**Stated exercise:**
Pick out each line in the items below that contains the word "illuminated".

═════ Material for this task

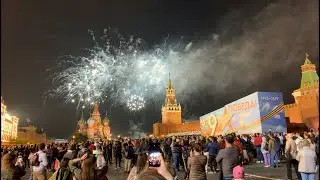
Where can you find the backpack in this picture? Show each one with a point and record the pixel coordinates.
(64, 173)
(266, 147)
(238, 172)
(277, 144)
(34, 160)
(129, 153)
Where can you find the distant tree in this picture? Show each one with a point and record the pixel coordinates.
(80, 137)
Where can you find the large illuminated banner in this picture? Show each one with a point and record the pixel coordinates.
(271, 112)
(245, 116)
(256, 113)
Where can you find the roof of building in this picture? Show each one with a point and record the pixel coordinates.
(309, 79)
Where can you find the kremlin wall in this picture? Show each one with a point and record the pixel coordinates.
(9, 124)
(12, 134)
(278, 118)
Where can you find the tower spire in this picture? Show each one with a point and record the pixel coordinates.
(169, 84)
(307, 60)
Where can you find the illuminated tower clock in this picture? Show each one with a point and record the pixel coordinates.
(171, 111)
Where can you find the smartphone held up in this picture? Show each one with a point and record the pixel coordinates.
(154, 159)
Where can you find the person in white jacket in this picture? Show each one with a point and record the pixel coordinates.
(265, 152)
(101, 162)
(307, 161)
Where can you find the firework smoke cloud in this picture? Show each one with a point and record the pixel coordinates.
(122, 70)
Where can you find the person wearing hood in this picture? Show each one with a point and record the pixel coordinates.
(307, 161)
(265, 152)
(291, 153)
(273, 152)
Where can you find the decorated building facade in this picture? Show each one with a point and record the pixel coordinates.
(305, 110)
(9, 124)
(172, 122)
(94, 127)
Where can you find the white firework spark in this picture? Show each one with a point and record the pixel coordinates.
(136, 102)
(118, 70)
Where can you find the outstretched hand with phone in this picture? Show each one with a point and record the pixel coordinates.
(162, 169)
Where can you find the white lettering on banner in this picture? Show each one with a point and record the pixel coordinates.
(270, 98)
(243, 106)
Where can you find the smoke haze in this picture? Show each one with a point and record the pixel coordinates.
(247, 50)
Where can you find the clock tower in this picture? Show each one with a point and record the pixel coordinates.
(171, 111)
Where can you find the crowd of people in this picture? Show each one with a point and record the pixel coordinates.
(196, 156)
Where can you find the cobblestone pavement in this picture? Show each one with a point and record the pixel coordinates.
(253, 172)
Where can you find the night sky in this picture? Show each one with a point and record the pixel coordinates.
(35, 33)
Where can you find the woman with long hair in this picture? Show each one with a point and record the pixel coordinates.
(11, 169)
(139, 166)
(197, 163)
(307, 160)
(87, 170)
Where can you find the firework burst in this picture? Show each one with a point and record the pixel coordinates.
(117, 69)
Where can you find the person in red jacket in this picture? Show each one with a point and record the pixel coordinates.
(257, 140)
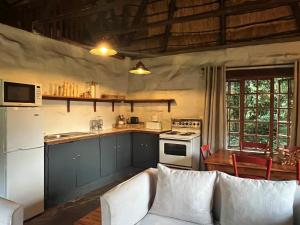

══════════

**Answer to this problem:**
Where can you find the large illuminated banner in this picture? Show each one with a point and record the pixel coordinates.
Where can you find the illuminated tower clock in this picture? Show each one with a point and record the pixel coordinates.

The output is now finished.